Instructions:
1. In the football transfer post, how much does it say Emirates Marketing Project decided to spend on Sterling?
2. Rewrite the records as a JSON list of strings, one string per line and blank lines omitted, starting at the line containing "the shelving unit?" and ending at the line containing "Please mark the region of the shelving unit.".

:: Text excerpt

Your policy fails from the get go because it is based on the monetary value of the player.

Indeed why spend £10-12m on Toby because you want to spend £120m so you spunk £32m on Eliaquim Mangala, or why spend. Emirates Marketing Project also decided to spend £50m on Sterling, because that was obvious the best use of that money. It is a myth if you think that you have to spend £120m to sign 3 quality players.

Ok I am open to put hands up and say I maybe didn't explain myself that well and figures were maybe fanciful.

But I will pick you up on Mangala, no one else wanted him and Emirates Marketing Project paid that figure, as they have proven numerous times they have paid over the odds for players no one really wants. 200k wages for Toure, who else in world football was paying that for him? No one, Barce wanted rid BIG TIME.

I was thinking more going to an Everton and saying "what you want for Barkley" (thats not literal but just saying as an example)
 
Ok I am open to put hands up and say I maybe didn't explain myself that well and figures were maybe fanciful.

But I will pick you up on Mangala, no one else wanted him and Emirates Marketing Project paid that figure, as they have proven numerous times they have paid over the odds for players no one really wants. 200k wages for Toure, who else in world football was paying that for him? No one, Barce wanted rid BIG TIME.

I was thinking more going to an Everton and saying "what you want for Barkley" (thats not literal but just saying as an example)

If we're throwing silly money around, why not go for Schneiderlin or Matic? Kick our rivals while they are down like they used to with us?

It's just not what works for us.
 
Ok I am open to put hands up and say I maybe didn't explain myself that well and figures were maybe fanciful.

But I will pick you up on Mangala, no one else wanted him and Emirates Marketing Project paid that figure, as they have proven numerous times they have paid over the odds for players no one really wants. 200k wages for Toure, who else in world football was paying that for him? No one, Barce wanted rid BIG TIME.

::::
:: Stored data

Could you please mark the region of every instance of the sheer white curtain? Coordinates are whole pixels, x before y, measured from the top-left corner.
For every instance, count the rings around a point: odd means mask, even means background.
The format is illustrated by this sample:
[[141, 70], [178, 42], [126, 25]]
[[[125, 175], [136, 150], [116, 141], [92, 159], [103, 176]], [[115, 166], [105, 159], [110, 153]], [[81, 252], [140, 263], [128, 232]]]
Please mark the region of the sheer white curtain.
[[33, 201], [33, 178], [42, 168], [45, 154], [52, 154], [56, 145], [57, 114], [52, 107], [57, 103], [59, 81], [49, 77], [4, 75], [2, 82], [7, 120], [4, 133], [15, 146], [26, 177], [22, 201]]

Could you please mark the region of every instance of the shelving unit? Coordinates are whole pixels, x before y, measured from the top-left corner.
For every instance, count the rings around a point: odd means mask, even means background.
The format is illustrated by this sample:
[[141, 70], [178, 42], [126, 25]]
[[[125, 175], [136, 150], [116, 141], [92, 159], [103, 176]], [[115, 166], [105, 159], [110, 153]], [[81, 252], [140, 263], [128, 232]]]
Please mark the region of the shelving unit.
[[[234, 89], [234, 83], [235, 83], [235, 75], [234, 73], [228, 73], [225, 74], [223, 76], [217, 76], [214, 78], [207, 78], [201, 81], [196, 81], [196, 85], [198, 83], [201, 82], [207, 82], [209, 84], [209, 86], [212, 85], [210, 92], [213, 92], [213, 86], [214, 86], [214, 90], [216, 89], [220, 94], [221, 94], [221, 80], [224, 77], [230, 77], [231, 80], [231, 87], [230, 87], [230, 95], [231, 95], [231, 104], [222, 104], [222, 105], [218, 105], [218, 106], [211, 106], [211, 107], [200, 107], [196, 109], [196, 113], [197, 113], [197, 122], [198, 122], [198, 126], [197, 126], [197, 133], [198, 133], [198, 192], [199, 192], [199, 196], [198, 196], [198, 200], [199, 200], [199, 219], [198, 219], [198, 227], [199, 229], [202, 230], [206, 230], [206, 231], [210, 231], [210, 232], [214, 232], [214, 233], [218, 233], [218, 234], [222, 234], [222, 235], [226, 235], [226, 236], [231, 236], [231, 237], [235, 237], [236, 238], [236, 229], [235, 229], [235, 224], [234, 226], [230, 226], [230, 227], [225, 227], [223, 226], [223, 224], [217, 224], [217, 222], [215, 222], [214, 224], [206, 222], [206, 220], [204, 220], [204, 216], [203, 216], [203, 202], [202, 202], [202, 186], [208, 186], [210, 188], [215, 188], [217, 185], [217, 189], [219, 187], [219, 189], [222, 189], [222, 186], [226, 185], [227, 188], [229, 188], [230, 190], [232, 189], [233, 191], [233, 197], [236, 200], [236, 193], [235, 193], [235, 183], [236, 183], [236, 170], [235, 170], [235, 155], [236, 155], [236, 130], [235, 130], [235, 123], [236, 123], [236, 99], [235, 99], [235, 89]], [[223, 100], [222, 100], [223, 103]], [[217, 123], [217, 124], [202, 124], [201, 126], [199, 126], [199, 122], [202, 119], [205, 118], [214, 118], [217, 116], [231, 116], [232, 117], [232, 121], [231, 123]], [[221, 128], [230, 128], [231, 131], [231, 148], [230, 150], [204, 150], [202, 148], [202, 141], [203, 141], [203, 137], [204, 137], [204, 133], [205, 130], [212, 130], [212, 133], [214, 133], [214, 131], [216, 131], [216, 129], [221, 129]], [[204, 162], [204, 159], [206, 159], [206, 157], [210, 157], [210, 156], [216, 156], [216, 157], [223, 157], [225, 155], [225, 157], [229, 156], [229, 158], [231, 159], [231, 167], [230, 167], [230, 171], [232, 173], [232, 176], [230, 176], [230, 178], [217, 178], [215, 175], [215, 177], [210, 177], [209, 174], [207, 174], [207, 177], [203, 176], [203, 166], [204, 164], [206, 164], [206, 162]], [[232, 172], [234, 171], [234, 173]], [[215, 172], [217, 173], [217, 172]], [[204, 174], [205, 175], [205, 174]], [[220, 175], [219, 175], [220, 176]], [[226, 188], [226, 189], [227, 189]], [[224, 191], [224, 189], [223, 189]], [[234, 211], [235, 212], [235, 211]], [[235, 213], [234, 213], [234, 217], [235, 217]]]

::::

Task responses:
1. £50m

2.
[
  "Could you please mark the region of every instance of the shelving unit? Coordinates are whole pixels, x before y, measured from the top-left corner.",
  "For every instance, count the rings around a point: odd means mask, even means background.",
  "The format is illustrated by this sample:",
  "[[141, 70], [178, 42], [126, 25]]",
  "[[[125, 175], [136, 150], [116, 141], [92, 159], [103, 176]], [[115, 166], [105, 159], [110, 153]], [[81, 252], [140, 263], [128, 232]]]",
  "Please mark the region of the shelving unit."
]